Import your module here. This import should refer to the code in your package directory.

- Module successuflly imported (1).

In [1]:
import montecarlo.montecarlo

montecarlo.py has been successfully imported!


## Help Docs (4)

Show your docstring documentation by applying `help()` to your imported module.

- All methods have a docstring (3; .25 each).
- All classes have a docstring (1; .33 each).

In [2]:
# help(montecarlo)

## `README.md` File (3)

Provide link to the README.md file of your project's repo.

- Metadata section or info present (1).
- Synopsis section showing how each class is called (1). (All must be included.)
- API section listing all classes and methods (1). (All must be included.)

URL:

## Successful installation (2)

Put a screenshot or paste a copy of a terminal session where you successfully install your module with pip.

If pasting text, use a preformatted text block to show the results.

- Installed with `pip` (1).
- Successfully installed message appears (1).

# Scenarios

Use code blocks to perform the tasks for each scenario.

Be sure the outputs are visible before submitting.

## Scenario 1: A 2-headed Coin (9)

Task 1. Create a fair coin (with faces $H$ and $T$) and one unfair coin in which one of the faces has a weight of $5$ and the others $1$.

- Fair coin created (1).
- Unfair coin created with weight as specified (1).

Task 2. Play a game of $1000$ flips with two fair dice.

- Play method called correclty and without error (1).

Task 3. Play another game (using a new Game object) of $1000$ flips, this time using two unfair dice and one fair die. For the second unfair die, you can use the same die object twice in the list of dice you pass to the Game object.

- New game object created (1).
- Play method called correclty and without error (1).

Task 4. For each game, use an Analyzer object to determine the raw frequency of jackpots — i.e. getting either all $H$s or all $T$s.

- Analyzer objecs instantiated for both games (1).
- Raw frequencies reported for both (1).

Task 5. For each analyzer, compute relative frequency as the number of jackpots over the total number of rolls.

═══

WRITTEN EXERCISE:
Pick up the Monte Carlo project rubric after its last sentence and keep writing it in the same style.

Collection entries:
═══

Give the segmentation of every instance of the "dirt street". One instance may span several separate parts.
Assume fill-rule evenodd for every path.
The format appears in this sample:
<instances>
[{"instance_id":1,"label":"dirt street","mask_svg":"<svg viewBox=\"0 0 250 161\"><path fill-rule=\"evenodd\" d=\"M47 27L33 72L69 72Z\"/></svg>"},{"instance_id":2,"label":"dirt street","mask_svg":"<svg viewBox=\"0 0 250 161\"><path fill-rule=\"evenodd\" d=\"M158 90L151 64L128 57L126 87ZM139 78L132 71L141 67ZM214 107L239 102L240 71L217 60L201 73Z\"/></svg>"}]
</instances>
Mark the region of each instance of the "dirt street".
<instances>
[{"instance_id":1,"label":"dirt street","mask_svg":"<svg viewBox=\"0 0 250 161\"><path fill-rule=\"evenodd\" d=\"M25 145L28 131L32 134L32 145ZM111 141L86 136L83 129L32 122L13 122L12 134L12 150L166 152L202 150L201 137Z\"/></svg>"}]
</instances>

═══

TASK RESPONSE:
- Both relative frequencies computed (1).

Task 6. Show your results, comparing the two relative frequencies, in a simple bar chart.

- Bar chart plotted and correct (1).

## Scenario 2: A 6-sided Die (9)

Task 1. Create three dice, each with six sides having the faces 1 through 6.

- Three die objects created (1).

Task 2. Convert one of the dice to an unfair one by weighting the face $6$ five times more than the other weights (i.e. it has weight of 5 and the others a weight of 1 each).

- Unfair die created with proper call to weight change method (1).

Task 3. Convert another of the dice to be unfair by weighting the face $1$ five times more than the others.

- Unfair die created with proper call to weight change method (1).

Task 4. Play a game of $10000$ rolls with $5$ fair dice.

- Game class properly instantiated (1). 
- Play method called properly (1).

Task 5. Play another game of $10000$ rolls, this time with $2$ unfair dice, one as defined in steps #2 and #3 respectively, and $3$ fair dice.

- Game class properly instantiated (1). 
- Play method called properly (1).

Task 6. For each game, use an Analyzer object to determine the relative frequency of jackpots and show your results, comparing the two relative frequencies, in a simple bar chart.

- Jackpot methods called (1).
- Graph produced (1).

## Scenario 3: Letters of the Alphabet (7)

Task 1. Create a "die" of letters from $A$ to $Z$ with weights based on their frequency of usage as found in the data file `english_letters.txt`. Use the frequencies (i.e. raw counts) as weights.

- Die correctly instantiated with source file data (1).
- Weights properly applied using weight setting method (1).

Task 2. Play a game involving $4$ of these dice with $1000$ rolls.

- Game play method properly called (1).

Task 3. Determine how many permutations in your results are actual English words, based on the vocabulary found in `scrabble_words.txt`.

- Use permutation method (1).
- Get count as difference between permutations and vocabulary (1).

Task 4. Repeat steps #2 and #3, this time with $5$ dice. How many actual words does this produce? Which produces more?

- Successfully repreats steps (1).
- Identifies parameter with most found words (1).